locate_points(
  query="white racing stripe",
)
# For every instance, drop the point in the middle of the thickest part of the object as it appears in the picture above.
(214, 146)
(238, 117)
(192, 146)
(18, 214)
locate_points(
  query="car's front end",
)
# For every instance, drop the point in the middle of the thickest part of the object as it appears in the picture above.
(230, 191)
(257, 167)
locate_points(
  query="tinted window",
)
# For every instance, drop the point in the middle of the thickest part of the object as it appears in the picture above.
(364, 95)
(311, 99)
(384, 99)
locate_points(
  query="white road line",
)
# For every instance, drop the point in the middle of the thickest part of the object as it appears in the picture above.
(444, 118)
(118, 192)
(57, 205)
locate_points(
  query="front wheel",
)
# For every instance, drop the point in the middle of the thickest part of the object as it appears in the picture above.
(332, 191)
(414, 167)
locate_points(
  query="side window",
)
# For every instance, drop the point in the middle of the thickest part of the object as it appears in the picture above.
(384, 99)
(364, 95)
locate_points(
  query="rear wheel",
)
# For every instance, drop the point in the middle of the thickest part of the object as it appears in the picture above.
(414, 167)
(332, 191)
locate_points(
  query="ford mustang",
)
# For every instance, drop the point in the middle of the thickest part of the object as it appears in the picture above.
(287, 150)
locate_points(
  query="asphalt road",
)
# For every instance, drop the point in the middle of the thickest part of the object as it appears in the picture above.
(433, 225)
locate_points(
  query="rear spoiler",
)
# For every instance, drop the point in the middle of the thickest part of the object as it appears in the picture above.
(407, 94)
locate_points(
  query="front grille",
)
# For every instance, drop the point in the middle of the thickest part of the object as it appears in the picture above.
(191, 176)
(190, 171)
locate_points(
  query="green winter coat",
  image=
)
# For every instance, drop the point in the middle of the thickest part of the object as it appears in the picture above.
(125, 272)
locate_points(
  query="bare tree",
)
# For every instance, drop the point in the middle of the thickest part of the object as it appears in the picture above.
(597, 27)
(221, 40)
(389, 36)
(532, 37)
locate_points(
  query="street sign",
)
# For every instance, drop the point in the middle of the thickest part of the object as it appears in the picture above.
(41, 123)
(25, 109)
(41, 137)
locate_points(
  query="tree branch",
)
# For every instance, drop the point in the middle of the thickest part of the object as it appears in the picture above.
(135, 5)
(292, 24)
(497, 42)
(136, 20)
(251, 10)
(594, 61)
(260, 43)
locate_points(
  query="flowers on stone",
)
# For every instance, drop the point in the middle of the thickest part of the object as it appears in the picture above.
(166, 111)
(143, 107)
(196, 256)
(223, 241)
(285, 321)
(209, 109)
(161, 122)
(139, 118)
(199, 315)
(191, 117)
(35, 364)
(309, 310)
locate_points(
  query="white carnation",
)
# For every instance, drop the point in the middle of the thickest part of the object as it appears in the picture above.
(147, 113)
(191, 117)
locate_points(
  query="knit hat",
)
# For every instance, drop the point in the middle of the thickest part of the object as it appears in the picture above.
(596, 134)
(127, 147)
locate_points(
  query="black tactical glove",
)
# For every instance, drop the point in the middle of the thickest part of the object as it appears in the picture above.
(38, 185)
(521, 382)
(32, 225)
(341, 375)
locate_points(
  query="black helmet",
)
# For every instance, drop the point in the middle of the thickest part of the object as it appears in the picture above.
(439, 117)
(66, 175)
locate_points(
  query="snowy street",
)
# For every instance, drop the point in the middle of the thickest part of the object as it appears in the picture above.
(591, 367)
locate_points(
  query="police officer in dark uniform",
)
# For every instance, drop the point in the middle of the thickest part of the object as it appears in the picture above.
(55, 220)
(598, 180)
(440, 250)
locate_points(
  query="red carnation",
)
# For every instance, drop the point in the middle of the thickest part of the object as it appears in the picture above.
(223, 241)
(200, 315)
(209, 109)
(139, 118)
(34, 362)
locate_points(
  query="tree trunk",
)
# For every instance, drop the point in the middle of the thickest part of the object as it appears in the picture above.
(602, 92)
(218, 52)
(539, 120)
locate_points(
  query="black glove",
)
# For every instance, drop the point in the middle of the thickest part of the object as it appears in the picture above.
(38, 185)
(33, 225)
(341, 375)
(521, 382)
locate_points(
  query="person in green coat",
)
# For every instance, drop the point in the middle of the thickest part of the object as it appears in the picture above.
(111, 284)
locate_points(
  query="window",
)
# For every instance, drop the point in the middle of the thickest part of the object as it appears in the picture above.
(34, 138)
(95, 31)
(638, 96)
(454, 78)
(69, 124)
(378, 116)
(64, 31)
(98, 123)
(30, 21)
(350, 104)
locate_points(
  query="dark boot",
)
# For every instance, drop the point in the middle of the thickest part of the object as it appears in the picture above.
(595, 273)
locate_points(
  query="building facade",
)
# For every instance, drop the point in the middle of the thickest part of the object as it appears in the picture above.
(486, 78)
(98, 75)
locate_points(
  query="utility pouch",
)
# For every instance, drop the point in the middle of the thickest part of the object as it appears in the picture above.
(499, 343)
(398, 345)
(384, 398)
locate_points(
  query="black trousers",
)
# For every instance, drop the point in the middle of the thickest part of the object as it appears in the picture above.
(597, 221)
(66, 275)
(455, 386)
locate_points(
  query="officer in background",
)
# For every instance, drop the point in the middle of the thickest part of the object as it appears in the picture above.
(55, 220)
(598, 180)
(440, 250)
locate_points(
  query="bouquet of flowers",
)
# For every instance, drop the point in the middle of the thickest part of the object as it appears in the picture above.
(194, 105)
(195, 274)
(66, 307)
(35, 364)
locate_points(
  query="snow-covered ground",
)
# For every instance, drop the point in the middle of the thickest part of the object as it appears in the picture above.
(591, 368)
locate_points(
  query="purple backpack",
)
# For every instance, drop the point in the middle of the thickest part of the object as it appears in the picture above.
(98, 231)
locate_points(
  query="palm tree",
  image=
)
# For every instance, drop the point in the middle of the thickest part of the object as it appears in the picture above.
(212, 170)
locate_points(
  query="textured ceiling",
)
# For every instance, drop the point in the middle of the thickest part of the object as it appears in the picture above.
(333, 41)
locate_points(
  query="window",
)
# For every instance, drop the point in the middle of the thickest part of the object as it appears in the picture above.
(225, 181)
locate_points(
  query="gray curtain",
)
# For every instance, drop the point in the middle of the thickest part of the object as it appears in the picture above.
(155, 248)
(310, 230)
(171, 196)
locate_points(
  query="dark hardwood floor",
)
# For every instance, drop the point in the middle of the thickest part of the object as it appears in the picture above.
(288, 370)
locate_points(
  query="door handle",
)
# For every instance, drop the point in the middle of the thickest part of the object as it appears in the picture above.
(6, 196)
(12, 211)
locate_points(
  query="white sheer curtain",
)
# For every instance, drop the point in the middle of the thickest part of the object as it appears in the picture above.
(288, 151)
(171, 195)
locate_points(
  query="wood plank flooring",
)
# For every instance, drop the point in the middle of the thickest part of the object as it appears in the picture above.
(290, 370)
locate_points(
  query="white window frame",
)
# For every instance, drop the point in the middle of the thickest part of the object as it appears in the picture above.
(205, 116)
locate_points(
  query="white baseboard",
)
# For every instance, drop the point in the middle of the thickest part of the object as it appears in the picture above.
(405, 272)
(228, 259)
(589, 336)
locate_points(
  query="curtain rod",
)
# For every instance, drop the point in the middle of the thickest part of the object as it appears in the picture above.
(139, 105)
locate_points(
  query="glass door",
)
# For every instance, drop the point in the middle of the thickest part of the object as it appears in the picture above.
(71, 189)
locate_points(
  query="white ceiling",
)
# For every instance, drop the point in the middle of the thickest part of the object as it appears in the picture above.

GIVEN TASK
Extract the complete listing above, reproducing each line exactly.

CORRECT RESPONSE
locate_points(
  query="white racing stripe",
)
# For every instance, drop the point in the middle of the thickest part of the object as it appears in the picture above.
(214, 146)
(238, 117)
(192, 146)
(18, 214)
locate_points(
  query="car's front end",
)
# For every instance, drop the point in the middle of the thickest part of the object as it appears in the picture above.
(230, 191)
(257, 167)
locate_points(
  query="tinted window",
)
# For every instance, drop the point in the middle of the thickest part of the object as it appears in the picture above.
(364, 95)
(311, 99)
(384, 99)
locate_points(
  query="white road line",
)
# For every instance, drop the point in the middle of the thickest part of the object as it appears in the picture above.
(444, 118)
(118, 192)
(57, 205)
locate_points(
  query="front wheel",
)
# For every instance, drop the point in the middle of the thickest part of the object as it appears in the picture above.
(332, 191)
(414, 167)
locate_points(
  query="side window",
)
# For every instance, drop the point in the middle of the thickest part of the object as it appears in the picture above.
(384, 99)
(364, 95)
locate_points(
  query="rear wheel",
)
# For every instance, drop the point in the middle of the thickest part of the object as it appears in the picture above.
(414, 167)
(332, 191)
locate_points(
  query="ford mustang",
)
# For every instance, drop the point in the middle of the thickest part of the object as it appears in the picture above.
(287, 150)
locate_points(
  query="asphalt road",
)
# For every instance, drop the point in the middle of the thickest part of the object as it appears in the picture above.
(433, 225)
locate_points(
  query="rear spoiler",
)
# For every instance, drop the point in the middle of the thickest part of the object as it appears in the picture above.
(407, 94)
locate_points(
  query="front grille",
)
# For every instance, drop the point in the middle of the thickest part of the object as it appears in the picture above.
(191, 176)
(190, 171)
locate_points(
  query="green winter coat",
  image=
)
# For every instance, drop the point in the middle of the thickest part of the object as it appears in the picture above.
(125, 272)
locate_points(
  query="bare tree",
)
# For every instance, drop the point in the middle of the thickest part of the object as it appears in the picture above.
(597, 27)
(221, 40)
(389, 36)
(532, 37)
locate_points(
  query="street sign",
)
# For every instance, drop the point in the middle of the thickest part of the object as it appears in the picture above.
(41, 123)
(25, 109)
(41, 137)
locate_points(
  query="tree branch",
)
# For every instance, drop the point in the middle of the thickest part of the object as it appears in the picture above.
(135, 5)
(292, 24)
(497, 42)
(136, 20)
(251, 10)
(594, 61)
(260, 43)
locate_points(
  query="flowers on stone",
)
# For every instance, drop the point in the middle of the thickest part of the object as it appears in the picture above.
(166, 111)
(143, 107)
(196, 256)
(223, 241)
(285, 321)
(209, 109)
(161, 122)
(139, 118)
(199, 315)
(191, 117)
(35, 364)
(309, 310)
locate_points(
  query="white carnation",
)
# For every instance, drop the point in the middle of the thickest part of the object as it appears in the picture above.
(147, 113)
(191, 117)
locate_points(
  query="knit hat",
)
# For every instance, drop the point in the middle of the thickest part of the object as it appears in the picture above.
(596, 134)
(127, 147)
locate_points(
  query="black tactical glove",
)
# For every instance, drop the point in the middle of the thickest part of the object as it appears in the picture above.
(38, 185)
(521, 382)
(32, 225)
(341, 375)
locate_points(
  query="black helmet",
)
# For every instance, drop the point in the middle of the thickest part of the object as it appears in the picture above.
(439, 117)
(66, 175)
locate_points(
  query="snowy street",
)
# For every instance, drop the point in the middle of the thickest part of the object as it appears in the picture above.
(591, 367)
locate_points(
  query="police officer in dark uniform",
)
# For every instance, drop the point in the middle of the thickest part of the object as it appears in the picture above.
(55, 220)
(598, 180)
(440, 250)
locate_points(
  query="red carnation",
)
# For every instance, drop the point in the middle of the thickest part of the object as it appears in the picture above.
(223, 241)
(200, 315)
(209, 109)
(139, 118)
(34, 362)
locate_points(
  query="tree trunk",
)
# For every instance, drop the point in the middle of the thickest part of the object as it appears in the picture above.
(602, 92)
(218, 52)
(539, 120)
locate_points(
  query="black glove",
)
# For every instance, drop the point in the middle of the thickest part of the object as it appears in the picture above.
(38, 185)
(33, 225)
(341, 375)
(521, 382)
locate_points(
  query="person in green coat",
)
# For every instance, drop the point in the middle of the thickest part of the object as it appears in the picture above.
(111, 284)
locate_points(
  query="window",
)
# For every instance, drop the point in the middle of the thickest part of the object as it appears in the picture above.
(34, 138)
(95, 31)
(638, 96)
(454, 78)
(69, 124)
(378, 116)
(64, 31)
(98, 123)
(30, 21)
(350, 104)
locate_points(
  query="dark boot",
)
# For every instance, drop the point in the middle of the thickest part of the object as it appears in the picture above.
(595, 273)
locate_points(
  query="building facade",
)
# For every instance, drop the point in the middle of the thickest part of the object as it appears in the picture above.
(486, 78)
(98, 75)
locate_points(
  query="utility pouch",
)
# For every instance, drop the point in the middle of the thickest part of the object as it appears in the picture above.
(499, 343)
(398, 345)
(384, 398)
locate_points(
  query="black trousers",
)
# For every instance, drop the point in the middle of the thickest part of the object as it appears in the picture above.
(597, 221)
(66, 275)
(455, 386)
locate_points(
  query="officer in background",
)
# For every instance, drop the point in the middle of the thickest part of the object as it appears in the picture above.
(55, 220)
(598, 180)
(440, 250)
locate_points(
  query="bouquet of flowers",
)
# For every instance, drop the point in the middle of the thickest part of the object as it appears in the picture above.
(194, 105)
(195, 274)
(66, 307)
(35, 364)
locate_points(
  query="snow-covered ground",
)
# For every instance, drop the point in the middle of the thickest part of the object as it appears in the picture above.
(591, 368)
locate_points(
  query="purple backpack",
)
# For every instance, drop the point in the middle of the thickest part of the object as it appears in the picture above.
(98, 231)
locate_points(
  query="palm tree",
  image=
)
# For every instance, drop the point in the middle of the thickest part of the object as it appears in the picture above.
(212, 170)
locate_points(
  query="textured ceiling",
)
# For every instance, drop the point in the middle of the thickest part of the object as it appears in the picture above.
(333, 41)
locate_points(
  query="window",
)
# For every instance, drop the point in the middle of the thickest part of the object as it appears in the picture above.
(225, 181)
locate_points(
  query="gray curtain",
)
# For every instance, drop the point in the middle of the thickest part of the object as it appears in the picture above.
(155, 248)
(310, 230)
(171, 196)
locate_points(
  query="dark hardwood floor",
)
# For every instance, drop the point in the middle of the thickest part of the object as it appears in the picture above.
(288, 370)
locate_points(
  query="door handle",
)
# For every instance, drop the point in the middle of the thickest part of the object as it appears in the picture above.
(6, 196)
(12, 211)
locate_points(
  query="white sheer curtain",
)
# For every instance, drop the point in the middle of the thickest part of the object as it appears in the picture above.
(288, 151)
(171, 195)
locate_points(
  query="wood plank flooring",
)
# For every instance, drop the point in the middle of the thickest part of the object as it appears in the picture above.
(290, 370)
locate_points(
  query="white window frame",
)
# For every instance, drop the point in the middle of the thickest part of the object as it appears in the picture above.
(205, 116)
locate_points(
  query="white baseboard",
)
# For every instance, drop the point in the middle of the thickest part of the object as it appears in the picture above.
(405, 272)
(228, 259)
(589, 336)
locate_points(
  query="curtain rod",
)
# For every instance, drop the point in the middle of the thickest part of the object as it appears in the picture above.
(139, 105)
locate_points(
  query="glass door",
)
# For every instance, drop the point in the middle of the thickest part of the object as it appears in the picture above.
(71, 189)
locate_points(
  query="white ceiling",
)
# For every instance, drop the point in the middle of the thickest part of the object as it appears in the picture above.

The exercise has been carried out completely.